The problem ▸ Repeat every record exactly.

Stored data entries
[Start of section]
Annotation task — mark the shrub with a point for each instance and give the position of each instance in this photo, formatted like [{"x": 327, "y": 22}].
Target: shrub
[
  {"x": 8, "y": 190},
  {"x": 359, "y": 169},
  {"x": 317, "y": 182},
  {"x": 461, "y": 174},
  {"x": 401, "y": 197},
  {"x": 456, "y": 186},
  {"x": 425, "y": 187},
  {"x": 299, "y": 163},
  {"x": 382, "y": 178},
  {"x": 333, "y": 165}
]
[End of section]
Finished exercise ▸
Annotation task — mark the shrub with a point for each instance and give the position of each instance in this photo, formatted like [{"x": 327, "y": 22}].
Target: shrub
[
  {"x": 8, "y": 190},
  {"x": 359, "y": 169},
  {"x": 317, "y": 182},
  {"x": 461, "y": 174},
  {"x": 401, "y": 197},
  {"x": 456, "y": 186},
  {"x": 425, "y": 187},
  {"x": 299, "y": 163},
  {"x": 382, "y": 178},
  {"x": 333, "y": 165}
]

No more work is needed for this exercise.